• [Obiettivi]
1. Elenca tutti gli Stati nominati esplicitamente nell'articolo sull'immigrazione.
2. Riporta dall'articolo sull'immigrazione il passo che va da "Nov 21st, 2014" fino a "dell’immigrazione tout court." compreso.

━━━ Estratto della fonte ━━━

IMMIGRAZIONE, OPPORTUNITA’ E PREGIUDIZI

Nov 21st, 2014 | Di cc | Categoria: Politica

Da alcune settimane si assiste all’addensamento, ciclicamente ricorrente, di sbarchi di migranti lungo le coste italiane; e, come ogni volta che ciò si verifica, dalla polemica intorno alla gestione dei flussi migratori si trapassa velocemente alla questione dell’immigrazione tout court.

Che il dibattito intorno alle migliori strategie da adottare, onde affrontare l’emergenza sbarchi, sia giusto e pio, è fuor di dubbio; del resto, da gran tempo ormai, è giunto il momento che l’Europa tutta faccia seriamente la sua parte, considerato che nella maggioranza dei casi l’Italia rappresenta solo una porta d’accesso, attraverso cui i migranti intendono raggiungere le ben più ambite Francia, Germania e via dicendo.

━━━ Elenco righe ━━━

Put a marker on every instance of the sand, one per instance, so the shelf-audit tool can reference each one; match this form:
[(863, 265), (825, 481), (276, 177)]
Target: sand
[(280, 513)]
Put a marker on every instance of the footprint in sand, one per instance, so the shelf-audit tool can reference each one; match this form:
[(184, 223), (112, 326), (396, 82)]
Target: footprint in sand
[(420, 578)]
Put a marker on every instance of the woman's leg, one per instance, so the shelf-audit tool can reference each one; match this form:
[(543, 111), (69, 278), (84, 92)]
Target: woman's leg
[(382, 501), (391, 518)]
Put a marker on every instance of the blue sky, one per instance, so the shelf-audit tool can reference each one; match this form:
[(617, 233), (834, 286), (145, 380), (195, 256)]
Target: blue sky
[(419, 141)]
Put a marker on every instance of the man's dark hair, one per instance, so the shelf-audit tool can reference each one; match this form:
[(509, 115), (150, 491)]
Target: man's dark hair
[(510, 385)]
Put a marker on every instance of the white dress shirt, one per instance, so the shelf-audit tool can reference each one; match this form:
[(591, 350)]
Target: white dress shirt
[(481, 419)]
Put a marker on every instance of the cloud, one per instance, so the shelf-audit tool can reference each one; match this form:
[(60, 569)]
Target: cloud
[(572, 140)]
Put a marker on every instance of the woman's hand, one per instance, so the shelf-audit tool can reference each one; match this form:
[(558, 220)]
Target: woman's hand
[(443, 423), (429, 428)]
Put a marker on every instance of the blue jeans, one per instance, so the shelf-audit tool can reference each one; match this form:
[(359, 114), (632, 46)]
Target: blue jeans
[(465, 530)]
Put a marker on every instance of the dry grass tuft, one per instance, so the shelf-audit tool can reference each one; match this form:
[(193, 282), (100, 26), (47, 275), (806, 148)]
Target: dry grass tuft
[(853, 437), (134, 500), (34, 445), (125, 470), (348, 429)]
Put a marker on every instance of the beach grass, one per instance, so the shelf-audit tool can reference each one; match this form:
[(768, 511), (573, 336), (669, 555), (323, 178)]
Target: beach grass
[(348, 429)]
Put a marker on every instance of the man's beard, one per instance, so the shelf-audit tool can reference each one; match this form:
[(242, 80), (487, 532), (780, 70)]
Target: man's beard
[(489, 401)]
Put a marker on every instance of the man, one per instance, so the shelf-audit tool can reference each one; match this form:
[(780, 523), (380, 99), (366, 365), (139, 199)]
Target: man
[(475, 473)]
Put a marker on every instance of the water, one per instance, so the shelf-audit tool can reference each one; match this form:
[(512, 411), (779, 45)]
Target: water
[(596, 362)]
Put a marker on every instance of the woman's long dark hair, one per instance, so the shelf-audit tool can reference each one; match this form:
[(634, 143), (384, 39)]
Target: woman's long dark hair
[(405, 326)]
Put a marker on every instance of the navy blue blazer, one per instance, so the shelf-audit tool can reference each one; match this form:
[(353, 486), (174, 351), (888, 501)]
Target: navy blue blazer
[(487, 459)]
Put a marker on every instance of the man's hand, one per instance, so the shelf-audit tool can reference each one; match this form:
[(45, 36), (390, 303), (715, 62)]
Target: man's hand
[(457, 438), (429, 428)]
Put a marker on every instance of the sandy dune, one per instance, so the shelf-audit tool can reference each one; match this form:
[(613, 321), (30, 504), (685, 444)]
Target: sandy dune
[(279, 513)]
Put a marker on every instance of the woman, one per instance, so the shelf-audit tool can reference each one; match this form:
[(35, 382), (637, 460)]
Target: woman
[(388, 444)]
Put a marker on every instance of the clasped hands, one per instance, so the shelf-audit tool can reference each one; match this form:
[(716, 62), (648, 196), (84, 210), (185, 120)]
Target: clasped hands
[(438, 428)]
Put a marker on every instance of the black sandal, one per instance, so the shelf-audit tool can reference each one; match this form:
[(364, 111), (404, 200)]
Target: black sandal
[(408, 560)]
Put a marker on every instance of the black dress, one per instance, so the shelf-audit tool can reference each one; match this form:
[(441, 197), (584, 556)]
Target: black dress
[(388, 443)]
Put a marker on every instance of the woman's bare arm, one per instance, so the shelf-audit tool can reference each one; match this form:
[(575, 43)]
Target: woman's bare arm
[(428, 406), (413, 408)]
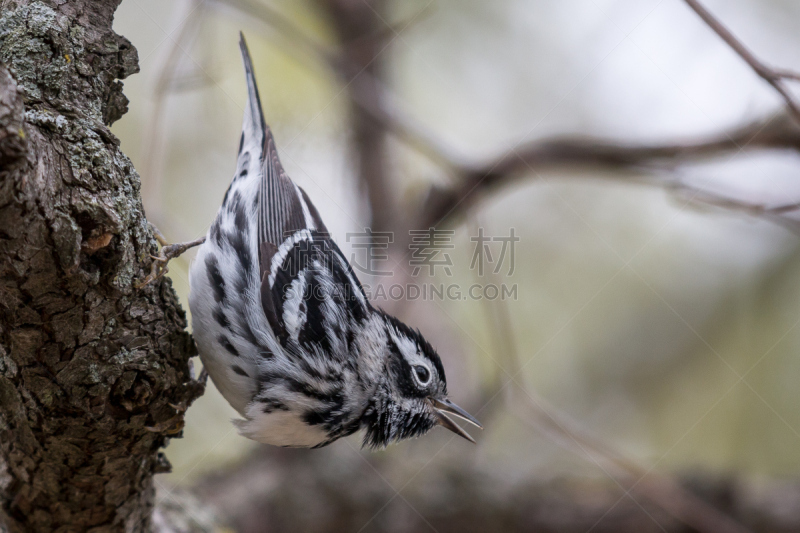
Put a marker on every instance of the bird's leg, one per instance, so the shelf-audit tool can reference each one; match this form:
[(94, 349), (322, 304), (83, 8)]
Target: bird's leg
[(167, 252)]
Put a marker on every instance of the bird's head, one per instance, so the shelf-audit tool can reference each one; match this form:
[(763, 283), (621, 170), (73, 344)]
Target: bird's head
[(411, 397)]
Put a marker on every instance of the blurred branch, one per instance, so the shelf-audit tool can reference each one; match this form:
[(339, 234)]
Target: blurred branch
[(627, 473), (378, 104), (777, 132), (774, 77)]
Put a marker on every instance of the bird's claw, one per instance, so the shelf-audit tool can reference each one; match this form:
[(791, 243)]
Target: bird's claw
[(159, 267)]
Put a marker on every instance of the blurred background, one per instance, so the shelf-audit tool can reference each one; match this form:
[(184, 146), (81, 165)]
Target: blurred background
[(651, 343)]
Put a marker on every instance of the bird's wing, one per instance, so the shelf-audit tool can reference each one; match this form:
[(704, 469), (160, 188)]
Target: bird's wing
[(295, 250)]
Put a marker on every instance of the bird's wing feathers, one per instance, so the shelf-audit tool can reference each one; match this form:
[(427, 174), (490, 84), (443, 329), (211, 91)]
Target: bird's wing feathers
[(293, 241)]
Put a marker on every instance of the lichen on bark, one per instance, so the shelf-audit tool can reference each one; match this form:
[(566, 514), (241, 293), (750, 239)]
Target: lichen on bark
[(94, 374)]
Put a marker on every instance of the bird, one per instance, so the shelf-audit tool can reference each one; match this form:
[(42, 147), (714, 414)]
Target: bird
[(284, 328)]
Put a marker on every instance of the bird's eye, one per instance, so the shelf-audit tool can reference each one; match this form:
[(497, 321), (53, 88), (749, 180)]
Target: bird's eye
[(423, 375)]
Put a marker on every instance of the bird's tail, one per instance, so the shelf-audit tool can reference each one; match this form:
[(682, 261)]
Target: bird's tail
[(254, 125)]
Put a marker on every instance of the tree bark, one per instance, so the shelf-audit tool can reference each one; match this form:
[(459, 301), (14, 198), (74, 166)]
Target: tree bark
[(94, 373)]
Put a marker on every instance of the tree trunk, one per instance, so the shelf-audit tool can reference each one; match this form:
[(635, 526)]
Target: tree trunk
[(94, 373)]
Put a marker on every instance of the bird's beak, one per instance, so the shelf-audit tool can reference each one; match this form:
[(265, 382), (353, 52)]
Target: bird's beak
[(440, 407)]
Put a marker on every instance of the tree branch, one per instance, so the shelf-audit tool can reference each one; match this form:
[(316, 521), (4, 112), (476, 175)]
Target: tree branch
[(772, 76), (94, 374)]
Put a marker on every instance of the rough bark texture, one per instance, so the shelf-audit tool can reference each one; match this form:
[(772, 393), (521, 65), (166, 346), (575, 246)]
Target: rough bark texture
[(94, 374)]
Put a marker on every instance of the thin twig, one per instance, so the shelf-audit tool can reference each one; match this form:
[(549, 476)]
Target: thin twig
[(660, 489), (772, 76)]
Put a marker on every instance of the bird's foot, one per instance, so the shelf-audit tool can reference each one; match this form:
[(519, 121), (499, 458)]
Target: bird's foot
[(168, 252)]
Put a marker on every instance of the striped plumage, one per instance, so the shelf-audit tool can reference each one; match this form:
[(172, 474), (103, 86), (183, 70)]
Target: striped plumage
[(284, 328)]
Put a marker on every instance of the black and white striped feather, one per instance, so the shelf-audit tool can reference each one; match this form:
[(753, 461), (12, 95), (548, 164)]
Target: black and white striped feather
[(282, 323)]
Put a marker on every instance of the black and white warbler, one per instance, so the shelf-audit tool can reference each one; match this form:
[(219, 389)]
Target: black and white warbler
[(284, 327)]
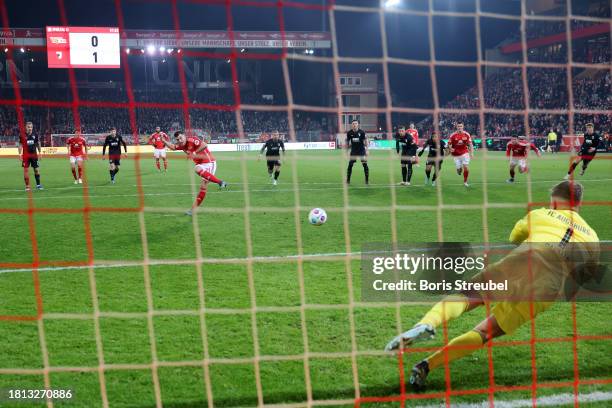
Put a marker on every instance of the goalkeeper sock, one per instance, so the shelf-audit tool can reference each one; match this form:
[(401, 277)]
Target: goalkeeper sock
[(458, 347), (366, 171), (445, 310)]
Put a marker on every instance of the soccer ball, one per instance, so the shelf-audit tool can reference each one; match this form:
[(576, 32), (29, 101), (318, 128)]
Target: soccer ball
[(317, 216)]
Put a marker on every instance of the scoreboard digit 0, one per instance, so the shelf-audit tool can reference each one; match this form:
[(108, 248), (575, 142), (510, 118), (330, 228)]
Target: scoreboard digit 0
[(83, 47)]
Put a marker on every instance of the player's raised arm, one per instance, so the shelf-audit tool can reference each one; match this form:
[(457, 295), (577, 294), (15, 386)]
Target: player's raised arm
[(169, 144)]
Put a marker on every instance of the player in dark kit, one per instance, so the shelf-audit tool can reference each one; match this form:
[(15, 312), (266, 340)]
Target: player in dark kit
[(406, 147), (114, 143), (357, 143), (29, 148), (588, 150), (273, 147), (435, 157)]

━━━
━━━ Elenco righe ━━━

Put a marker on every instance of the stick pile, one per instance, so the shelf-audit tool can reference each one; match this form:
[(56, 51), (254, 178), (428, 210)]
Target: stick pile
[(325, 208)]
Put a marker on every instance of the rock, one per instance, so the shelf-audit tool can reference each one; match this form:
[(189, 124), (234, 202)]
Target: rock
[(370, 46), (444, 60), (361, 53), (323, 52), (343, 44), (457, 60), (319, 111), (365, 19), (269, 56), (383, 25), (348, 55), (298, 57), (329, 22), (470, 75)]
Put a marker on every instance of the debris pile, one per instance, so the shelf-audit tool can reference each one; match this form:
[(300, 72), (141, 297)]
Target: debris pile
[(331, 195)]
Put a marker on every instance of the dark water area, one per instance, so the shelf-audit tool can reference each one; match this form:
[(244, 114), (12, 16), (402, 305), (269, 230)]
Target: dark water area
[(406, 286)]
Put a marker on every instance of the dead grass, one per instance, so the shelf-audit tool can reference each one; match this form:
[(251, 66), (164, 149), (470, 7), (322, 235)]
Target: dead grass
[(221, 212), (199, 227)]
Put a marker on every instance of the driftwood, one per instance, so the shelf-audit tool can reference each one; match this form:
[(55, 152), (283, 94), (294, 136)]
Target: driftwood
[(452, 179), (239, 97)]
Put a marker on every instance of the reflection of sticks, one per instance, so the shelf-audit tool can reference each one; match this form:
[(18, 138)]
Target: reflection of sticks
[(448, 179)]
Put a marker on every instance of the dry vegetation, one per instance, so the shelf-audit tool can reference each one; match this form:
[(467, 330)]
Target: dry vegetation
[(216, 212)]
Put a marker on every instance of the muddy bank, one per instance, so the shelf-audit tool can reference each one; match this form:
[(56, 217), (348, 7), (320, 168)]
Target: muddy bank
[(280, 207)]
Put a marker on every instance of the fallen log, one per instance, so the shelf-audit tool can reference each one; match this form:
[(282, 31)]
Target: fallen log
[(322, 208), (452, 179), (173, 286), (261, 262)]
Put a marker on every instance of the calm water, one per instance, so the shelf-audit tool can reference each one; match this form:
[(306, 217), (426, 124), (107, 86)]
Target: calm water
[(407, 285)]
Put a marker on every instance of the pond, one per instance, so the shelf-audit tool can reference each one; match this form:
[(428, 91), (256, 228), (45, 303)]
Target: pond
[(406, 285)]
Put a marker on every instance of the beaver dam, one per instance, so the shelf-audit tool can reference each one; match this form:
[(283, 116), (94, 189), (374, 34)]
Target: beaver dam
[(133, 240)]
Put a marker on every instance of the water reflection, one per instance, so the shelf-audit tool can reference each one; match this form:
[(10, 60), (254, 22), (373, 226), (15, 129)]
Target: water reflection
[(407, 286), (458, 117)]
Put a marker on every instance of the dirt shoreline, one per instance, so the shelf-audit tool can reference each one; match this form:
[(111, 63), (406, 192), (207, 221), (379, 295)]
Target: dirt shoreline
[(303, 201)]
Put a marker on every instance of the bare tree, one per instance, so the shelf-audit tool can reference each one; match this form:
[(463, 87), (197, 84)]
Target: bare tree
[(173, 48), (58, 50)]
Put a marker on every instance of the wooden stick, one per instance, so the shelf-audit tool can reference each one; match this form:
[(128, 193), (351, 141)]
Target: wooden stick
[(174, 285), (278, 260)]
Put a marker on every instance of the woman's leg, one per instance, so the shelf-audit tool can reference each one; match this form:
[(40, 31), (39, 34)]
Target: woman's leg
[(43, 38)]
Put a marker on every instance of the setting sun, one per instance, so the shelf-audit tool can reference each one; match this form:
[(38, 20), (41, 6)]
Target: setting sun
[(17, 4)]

━━━
━━━ Elenco righe ━━━

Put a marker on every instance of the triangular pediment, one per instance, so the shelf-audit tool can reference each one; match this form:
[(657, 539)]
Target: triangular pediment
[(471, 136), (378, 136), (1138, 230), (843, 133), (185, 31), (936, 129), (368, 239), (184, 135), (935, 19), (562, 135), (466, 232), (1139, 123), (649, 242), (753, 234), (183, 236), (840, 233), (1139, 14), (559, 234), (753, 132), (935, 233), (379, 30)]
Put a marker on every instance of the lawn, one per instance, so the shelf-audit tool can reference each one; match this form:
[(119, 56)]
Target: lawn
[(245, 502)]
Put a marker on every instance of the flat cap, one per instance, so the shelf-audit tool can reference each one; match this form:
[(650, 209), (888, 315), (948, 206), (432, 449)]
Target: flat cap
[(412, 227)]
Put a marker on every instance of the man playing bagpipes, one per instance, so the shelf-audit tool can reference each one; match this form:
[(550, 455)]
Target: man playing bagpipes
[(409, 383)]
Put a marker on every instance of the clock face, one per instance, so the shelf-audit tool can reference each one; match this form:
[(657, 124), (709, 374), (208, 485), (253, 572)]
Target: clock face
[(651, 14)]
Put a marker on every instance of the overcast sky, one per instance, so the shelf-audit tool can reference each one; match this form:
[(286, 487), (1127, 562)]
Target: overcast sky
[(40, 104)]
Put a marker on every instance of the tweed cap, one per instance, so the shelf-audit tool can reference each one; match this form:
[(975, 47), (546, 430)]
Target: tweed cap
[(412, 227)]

━━━

• [Risposte in ordine]
1. Italia, Francia, Germania

2.
Nov 21st, 2014 | Di cc | Categoria: Politica

Da alcune settimane si assiste all’addensamento, ciclicamente ricorrente, di sbarchi di migranti lungo le coste italiane; e, come ogni volta che ciò si verifica, dalla polemica intorno alla gestione dei flussi migratori si trapassa velocemente alla questione dell’immigrazione tout court.